• [Given instruction]:
Print every line of the entries below word for word, leaving out the pictures.

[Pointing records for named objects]
[start]
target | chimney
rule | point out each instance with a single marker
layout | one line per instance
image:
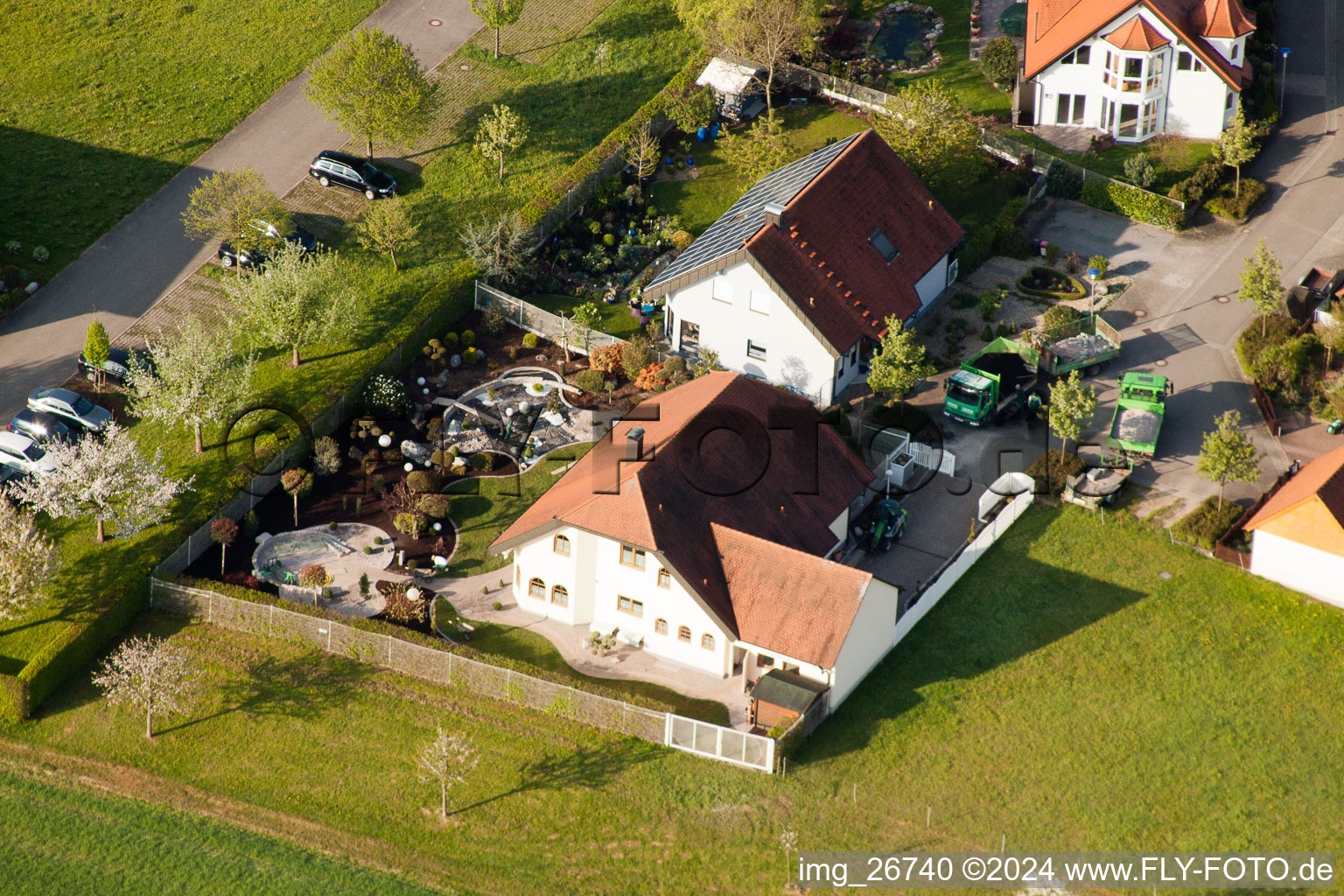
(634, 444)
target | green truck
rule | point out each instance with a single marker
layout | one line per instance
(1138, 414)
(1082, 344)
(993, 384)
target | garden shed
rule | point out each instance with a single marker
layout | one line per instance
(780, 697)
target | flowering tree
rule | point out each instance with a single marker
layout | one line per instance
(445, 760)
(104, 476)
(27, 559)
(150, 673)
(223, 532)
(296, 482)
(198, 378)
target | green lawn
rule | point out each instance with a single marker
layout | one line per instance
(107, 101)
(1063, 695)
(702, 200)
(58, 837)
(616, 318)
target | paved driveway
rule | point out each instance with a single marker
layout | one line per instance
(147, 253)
[end]
• [Final result]:
target | chimney
rule | point out each instance with a single marker
layout | one line per instance
image:
(634, 444)
target | green truck
rule | point out each instance with a single marker
layout | one line per instance
(1138, 414)
(1082, 344)
(993, 384)
target | garden shed
rule | point out each instance with a single marker
layout | one line per instance
(780, 697)
target | flowering tree
rule | point out each instance with a single marker
layout | one line per instance
(445, 760)
(104, 476)
(27, 559)
(150, 673)
(223, 532)
(296, 482)
(198, 378)
target | green lawn
rule | point out each instance with a single marker
layout | one line per instance
(107, 101)
(1063, 695)
(702, 200)
(58, 837)
(616, 318)
target | paved driveway
rule | point out each instance with a single marker
layout | one line per instance
(147, 253)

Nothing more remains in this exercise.